Assignment 1: Please give the bin collections article again, starting with "Green councillor Phélim" and going on through "other council service.", swapping "fire" for "blaze".
Assignment 2:
Answer these questions from the bin collections article:
(a) How many complaints did Cityclean receive in the year to the end of March?
(b) Which committee is to receive an updated report in September?
(c) What is the handle of the Cityclean Twitter account?
Assignment 3: Name every councillor mentioned in the bin collections article, along with each one's party.

Document segment:
*** Begin section ***

The “dreadful” number of missed rubbish and recycling collections should be reduced thanks to a long-awaited modernisation, a senior council official said last night (Thursday 9 July).
A report to councillors said that missed recycling collection rates had trebled over the past year and missed rubbish collections had more than doubled.
Green councillor Phélim Mac Cafferty said: “We will all have been getting correspondence from residents in our inboxes about the missed recycling and waste collections.
“They are at an absolutely dreadful rate at the moment.”
Cityclean – Brighton and Hove City Council’s rubbish, recycling and street cleaning service – has been beset by problems.
These included a fire at the waste transfer station in Hollingdean last summer to high absence rates and changes to working practices resulting from social distancing measures brought in to reduce the spread of the coronavirus.
Councillors were also told that Cityclean attracted more complaints than any other council service.
The 509 complaints in the year to the end of March accounted for almost one in three complaints to the council.
Nick Hibberd, the council’s executive director for the economy, environment and culture, said that the Cityclean modernisation programme was working on improving performance.
He told a “virtual” meeting of the council’s Policy and Resources Committee: “The level of missed collections for refuse and recycling are not where we would like them to be.
“The performance report is for the period up until (Tuesday) 31 March.
“In terms of more recently, we have seen some improvement in collection. We would still like to see further improvements.”
Mr Hibberd said that an updated report would be presented to the council’s Environment, Transport and Sustainability Committee in September.
Green councillor Hannah Clare asked how complaints about bin collections were calculated because she said that she received many complaints from people in her ward.
She said that other councillors also received a lot of complaints and wanted to know if complaints were only counted if they were made through the council’s website.
Councillor Clare also asked about the Cityclean Twitter account @RecyclingRefuse which was “temporarily closed” more than 18 months ago – and whether and when it would return.
Mr Hibberd said that the council was looking at whether there was “merit” in the council having different Twitter accounts for its many services or whether everything should through one main account.
Conservative councillor Joe Miller backed Councillor Clare, saying that he had previously used the Cityclean Twitter account to report missed collections “quite a lot”.
The report to councillors said that Cityclean missed 1,089 recycling collections per 100,000 in the year to the end of March. It also missed 395 refuse collections per 100,000.

*** End section ***

Material supplied:
*** Begin section ***

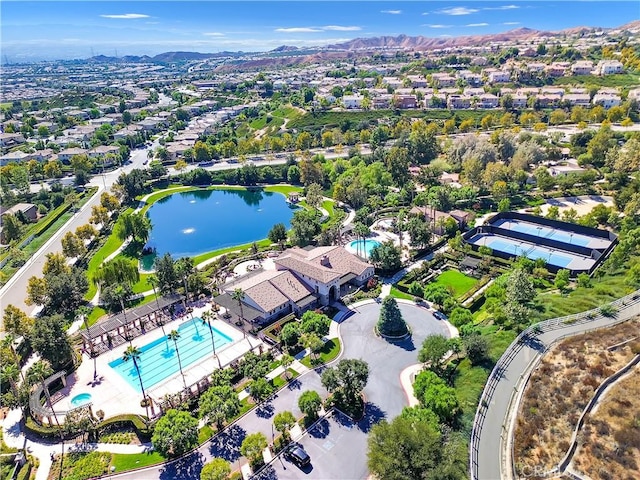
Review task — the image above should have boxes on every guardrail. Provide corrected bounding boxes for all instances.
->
[469,290,640,480]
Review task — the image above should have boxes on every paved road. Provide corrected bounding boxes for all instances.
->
[116,303,449,480]
[0,144,155,323]
[477,303,640,480]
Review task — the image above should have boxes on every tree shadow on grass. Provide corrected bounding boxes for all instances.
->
[287,378,302,390]
[209,425,247,462]
[309,418,331,438]
[357,402,387,433]
[159,451,204,480]
[256,401,275,418]
[251,465,278,480]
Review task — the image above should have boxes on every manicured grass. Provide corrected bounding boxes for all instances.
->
[300,338,340,368]
[435,270,478,297]
[389,286,414,300]
[111,452,166,473]
[322,200,334,217]
[193,238,271,265]
[536,275,633,320]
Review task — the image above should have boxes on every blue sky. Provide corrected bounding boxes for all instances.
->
[0,0,640,61]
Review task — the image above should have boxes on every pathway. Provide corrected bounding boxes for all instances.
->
[470,292,640,480]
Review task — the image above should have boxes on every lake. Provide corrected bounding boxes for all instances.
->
[147,190,296,258]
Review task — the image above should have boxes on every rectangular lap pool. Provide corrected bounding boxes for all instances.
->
[109,318,233,393]
[471,234,581,268]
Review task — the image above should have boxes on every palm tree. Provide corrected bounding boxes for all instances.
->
[2,332,24,380]
[78,305,98,380]
[202,310,222,368]
[231,288,244,334]
[147,275,167,337]
[176,257,193,301]
[167,330,187,390]
[122,345,149,418]
[27,360,60,428]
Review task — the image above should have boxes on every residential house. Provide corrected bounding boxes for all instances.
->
[592,92,621,109]
[58,147,87,164]
[595,60,624,75]
[571,60,593,75]
[395,95,418,109]
[476,93,500,108]
[447,95,471,110]
[342,95,364,109]
[0,150,32,166]
[563,93,591,107]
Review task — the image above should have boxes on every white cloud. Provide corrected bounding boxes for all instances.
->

*** End section ***

Your solution 1:
Green councillor Phélim Mac Cafferty said: “We will all have been getting correspondence from residents in our inboxes about the missed recycling and waste collections.
“They are at an absolutely dreadful rate at the moment.”
Cityclean – Brighton and Hove City Council’s rubbish, recycling and street cleaning service – has been beset by problems.
These included a blaze at the waste transfer station in Hollingdean last summer to high absence rates and changes to working practices resulting from social distancing measures brought in to reduce the spread of the coronavirus.
Councillors were also told that Cityclean attracted more complaints than any other council service.

Your solution 2:
(a) 509
(b) The council's Environment, Transport and Sustainability Committee
(c) @RecyclingRefuse

Your solution 3:
Phélim Mac Cafferty (Green)
Hannah Clare (Green)
Joe Miller (Conservative)